Goal 1:
Count the lines of the entries below that contain the word "grey", treating case as significant, and give only that number.

Reading text:

Academic Programs 
      

Religion as a Social Phenomenon: The Sociological Study of Religion   (RS-536)
Spring 2008

This course explores the social contexts of religious experience and religious organizations. It introduces classical theories of religion by Marx, Durkheim, and Weber and highlights current trends in the sociological study of religion. Students will critically assess positions on secularization, ‘lived religion,’ race, gender, new religious movements, militarization, social change, and American politics. While the seminar focuses attention on religion in the U.S., it will also explore global patterns in religious communities.

Meeting Day, Time and Dates:
Mondays from 7 to 9:20 PM, beginning January 28

Edward Waggoner

Adjunct Professor of Religion and Society and Adjunct Professor in Religion at Sacred Heart University, Fairfield, CT

Contact Information:
Phone:
Email: edwaggoner@gmail.com

 

Course Syllabus



COURSE REQUIREMENTS
1. Class attendance, participation, and weekly discussion questions (30%)

2. Six (6) ‘critical reading reports’ (30%)

Goal 2:
Print the stretch of the course description from "Spring 2008" through "in religious communities.".

Data lines:

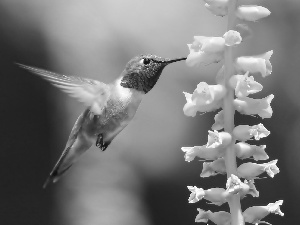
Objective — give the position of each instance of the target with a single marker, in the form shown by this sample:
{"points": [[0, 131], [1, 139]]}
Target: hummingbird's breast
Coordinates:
{"points": [[119, 111]]}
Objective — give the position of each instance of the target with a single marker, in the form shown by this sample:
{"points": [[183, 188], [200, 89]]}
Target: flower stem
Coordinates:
{"points": [[230, 156]]}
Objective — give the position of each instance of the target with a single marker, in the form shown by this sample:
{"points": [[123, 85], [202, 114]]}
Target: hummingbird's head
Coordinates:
{"points": [[142, 72]]}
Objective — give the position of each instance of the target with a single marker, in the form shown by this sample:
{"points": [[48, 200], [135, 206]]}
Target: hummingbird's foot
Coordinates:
{"points": [[100, 143]]}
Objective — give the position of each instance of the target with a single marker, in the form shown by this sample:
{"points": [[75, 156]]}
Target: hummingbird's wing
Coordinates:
{"points": [[92, 93]]}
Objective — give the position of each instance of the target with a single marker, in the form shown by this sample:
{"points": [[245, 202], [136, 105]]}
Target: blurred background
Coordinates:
{"points": [[141, 179]]}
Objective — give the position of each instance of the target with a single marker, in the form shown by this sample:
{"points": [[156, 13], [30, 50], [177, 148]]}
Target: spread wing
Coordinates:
{"points": [[92, 93]]}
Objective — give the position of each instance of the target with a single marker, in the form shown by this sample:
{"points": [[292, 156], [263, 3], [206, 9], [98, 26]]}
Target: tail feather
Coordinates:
{"points": [[77, 144]]}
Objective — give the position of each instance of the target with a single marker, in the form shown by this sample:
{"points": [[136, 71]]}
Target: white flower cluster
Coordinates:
{"points": [[208, 98]]}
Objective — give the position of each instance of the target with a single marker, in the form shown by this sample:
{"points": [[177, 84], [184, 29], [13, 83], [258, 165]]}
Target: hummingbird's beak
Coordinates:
{"points": [[174, 60]]}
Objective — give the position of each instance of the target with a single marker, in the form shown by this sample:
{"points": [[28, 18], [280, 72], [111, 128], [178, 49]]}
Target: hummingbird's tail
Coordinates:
{"points": [[77, 144]]}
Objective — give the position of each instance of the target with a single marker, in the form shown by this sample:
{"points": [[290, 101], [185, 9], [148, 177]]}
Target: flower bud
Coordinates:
{"points": [[234, 186], [213, 168], [232, 37], [219, 121], [216, 196], [250, 170], [202, 152], [250, 106], [254, 214], [216, 139], [205, 50], [244, 85], [196, 194], [244, 151], [252, 12], [255, 64], [219, 218], [244, 31], [217, 7], [205, 98], [246, 132]]}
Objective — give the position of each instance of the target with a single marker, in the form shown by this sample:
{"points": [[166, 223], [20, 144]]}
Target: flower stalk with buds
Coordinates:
{"points": [[234, 84]]}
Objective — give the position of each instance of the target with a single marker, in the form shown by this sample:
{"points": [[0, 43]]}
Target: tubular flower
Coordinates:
{"points": [[216, 139], [250, 106], [205, 50], [196, 194], [252, 12], [219, 121], [244, 151], [246, 132], [205, 98], [213, 168], [227, 141], [216, 196], [219, 218], [250, 170], [232, 37], [202, 152], [254, 214], [244, 85], [217, 7], [244, 31], [255, 64], [234, 186]]}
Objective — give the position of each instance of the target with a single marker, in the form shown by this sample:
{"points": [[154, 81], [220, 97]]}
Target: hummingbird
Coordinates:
{"points": [[109, 107]]}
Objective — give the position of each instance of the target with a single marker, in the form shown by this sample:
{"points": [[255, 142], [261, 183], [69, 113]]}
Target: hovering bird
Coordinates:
{"points": [[110, 107]]}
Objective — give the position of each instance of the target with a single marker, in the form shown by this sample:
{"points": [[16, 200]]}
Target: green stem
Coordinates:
{"points": [[230, 157]]}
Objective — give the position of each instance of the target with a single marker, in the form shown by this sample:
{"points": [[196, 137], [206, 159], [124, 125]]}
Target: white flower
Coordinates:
{"points": [[217, 7], [244, 85], [250, 170], [205, 50], [250, 106], [252, 12], [244, 151], [246, 132], [254, 214], [205, 98], [255, 64], [232, 37]]}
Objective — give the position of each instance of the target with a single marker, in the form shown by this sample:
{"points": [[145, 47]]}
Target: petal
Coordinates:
{"points": [[202, 152], [244, 151], [244, 85], [216, 139], [216, 196], [219, 121], [252, 12], [255, 64], [232, 37], [244, 31], [250, 106], [254, 214], [218, 11], [196, 194]]}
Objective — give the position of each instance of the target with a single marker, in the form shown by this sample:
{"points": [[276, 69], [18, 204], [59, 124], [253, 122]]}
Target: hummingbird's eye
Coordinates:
{"points": [[146, 61]]}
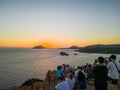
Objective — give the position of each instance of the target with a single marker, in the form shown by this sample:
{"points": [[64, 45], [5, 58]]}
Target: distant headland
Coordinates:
{"points": [[98, 48]]}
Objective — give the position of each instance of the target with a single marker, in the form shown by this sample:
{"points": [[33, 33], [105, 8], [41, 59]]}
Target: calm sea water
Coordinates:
{"points": [[18, 65]]}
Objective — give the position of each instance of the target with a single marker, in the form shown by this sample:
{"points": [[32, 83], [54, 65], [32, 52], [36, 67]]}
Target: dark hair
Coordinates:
{"points": [[71, 76], [113, 56], [101, 59]]}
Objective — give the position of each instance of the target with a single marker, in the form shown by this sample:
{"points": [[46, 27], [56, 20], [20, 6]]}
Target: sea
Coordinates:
{"points": [[20, 64]]}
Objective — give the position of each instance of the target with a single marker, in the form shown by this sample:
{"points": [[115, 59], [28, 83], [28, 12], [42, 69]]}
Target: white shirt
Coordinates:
{"points": [[113, 72], [71, 82], [62, 86]]}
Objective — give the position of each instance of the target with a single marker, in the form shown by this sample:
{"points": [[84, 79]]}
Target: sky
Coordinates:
{"points": [[59, 23]]}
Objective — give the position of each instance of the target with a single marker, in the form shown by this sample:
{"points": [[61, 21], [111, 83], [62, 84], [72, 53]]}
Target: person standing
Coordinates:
{"points": [[113, 71], [100, 71], [62, 85]]}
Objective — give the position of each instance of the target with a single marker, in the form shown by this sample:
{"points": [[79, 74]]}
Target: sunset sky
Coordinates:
{"points": [[59, 23]]}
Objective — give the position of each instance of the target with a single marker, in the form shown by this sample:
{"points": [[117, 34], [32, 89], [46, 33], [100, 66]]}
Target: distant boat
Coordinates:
{"points": [[64, 54]]}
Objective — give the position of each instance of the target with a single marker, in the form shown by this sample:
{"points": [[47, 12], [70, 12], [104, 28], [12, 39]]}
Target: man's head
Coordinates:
{"points": [[113, 57], [101, 60]]}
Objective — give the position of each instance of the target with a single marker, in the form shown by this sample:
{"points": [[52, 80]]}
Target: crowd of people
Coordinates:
{"points": [[103, 70]]}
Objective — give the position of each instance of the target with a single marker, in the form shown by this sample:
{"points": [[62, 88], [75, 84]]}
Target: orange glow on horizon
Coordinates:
{"points": [[52, 44]]}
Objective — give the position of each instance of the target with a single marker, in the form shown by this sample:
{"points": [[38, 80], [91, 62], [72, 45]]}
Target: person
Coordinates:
{"points": [[81, 81], [59, 72], [62, 85], [113, 72], [71, 81], [100, 71]]}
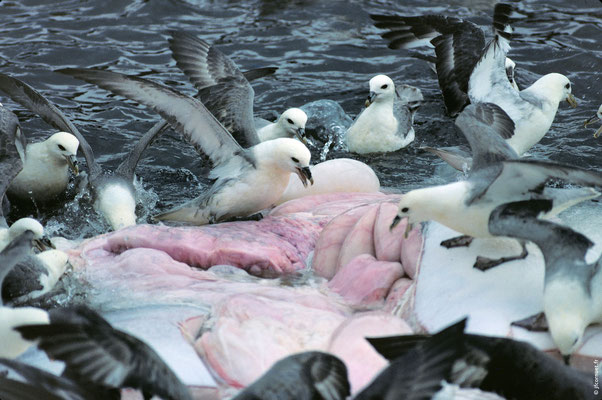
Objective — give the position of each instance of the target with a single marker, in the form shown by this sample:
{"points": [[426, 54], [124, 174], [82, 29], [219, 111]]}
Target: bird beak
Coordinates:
{"points": [[72, 161], [300, 135], [305, 175], [592, 120], [571, 100], [43, 244], [370, 99]]}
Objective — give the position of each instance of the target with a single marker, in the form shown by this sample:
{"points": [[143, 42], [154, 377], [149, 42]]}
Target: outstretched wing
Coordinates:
{"points": [[185, 114], [223, 88], [12, 152], [458, 46], [31, 99]]}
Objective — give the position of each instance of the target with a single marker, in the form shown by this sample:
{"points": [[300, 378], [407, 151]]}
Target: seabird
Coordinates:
{"points": [[598, 117], [227, 94], [247, 180], [312, 375], [497, 176], [510, 368], [94, 352], [572, 296], [484, 78], [419, 373], [386, 123], [17, 250], [38, 384], [458, 47], [113, 193], [12, 156]]}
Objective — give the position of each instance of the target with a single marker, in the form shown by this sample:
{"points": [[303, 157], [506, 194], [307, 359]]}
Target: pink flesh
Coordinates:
{"points": [[387, 242], [360, 240], [328, 247], [365, 282], [348, 343], [254, 322]]}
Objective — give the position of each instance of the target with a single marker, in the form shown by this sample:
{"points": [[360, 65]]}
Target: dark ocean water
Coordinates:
{"points": [[323, 49]]}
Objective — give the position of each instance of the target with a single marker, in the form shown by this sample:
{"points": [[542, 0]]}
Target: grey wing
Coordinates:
{"points": [[23, 279], [128, 166], [486, 126], [231, 102], [13, 253], [458, 46], [201, 62], [418, 373], [520, 220], [185, 114], [12, 152], [329, 376], [94, 351], [31, 99], [525, 179], [489, 81]]}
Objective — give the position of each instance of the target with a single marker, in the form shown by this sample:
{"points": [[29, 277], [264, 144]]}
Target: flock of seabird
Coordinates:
{"points": [[501, 195]]}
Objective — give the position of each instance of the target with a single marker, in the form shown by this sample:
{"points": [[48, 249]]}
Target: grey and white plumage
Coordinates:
{"points": [[419, 373], [93, 351], [469, 70], [14, 252], [113, 192], [12, 155], [572, 297], [36, 384], [227, 94], [246, 180], [311, 375], [497, 176], [458, 46], [513, 369], [596, 117], [386, 123]]}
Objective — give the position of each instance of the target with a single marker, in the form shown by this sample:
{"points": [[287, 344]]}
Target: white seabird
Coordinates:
{"points": [[386, 123], [113, 193], [572, 296], [12, 156], [497, 176], [458, 47], [227, 94], [12, 345], [598, 117], [513, 369], [248, 180]]}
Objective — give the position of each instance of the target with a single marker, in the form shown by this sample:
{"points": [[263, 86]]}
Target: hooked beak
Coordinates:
{"points": [[300, 135], [370, 99], [571, 100], [305, 175], [72, 161], [43, 244], [591, 120]]}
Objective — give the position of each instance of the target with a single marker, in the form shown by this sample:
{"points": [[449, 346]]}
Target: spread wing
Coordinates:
{"points": [[31, 99], [223, 88], [185, 114]]}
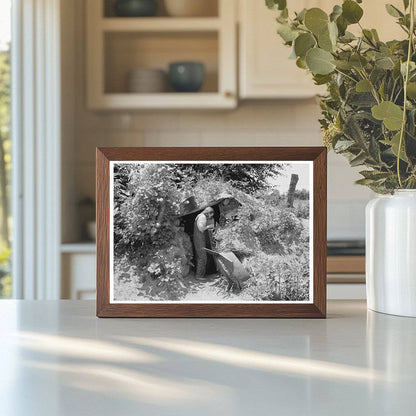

Worked solution 1:
2

Worked solution 2:
Spring 2008

This course explores the social contexts of religious experience and religious organizations. It introduces classical theories of religion by Marx, Durkheim, and Weber and highlights current trends in the sociological study of religion. Students will critically assess positions on secularization, ‘lived religion,’ race, gender, new religious movements, militarization, social change, and American politics. While the seminar focuses attention on religion in the U.S., it will also explore global patterns in religious communities.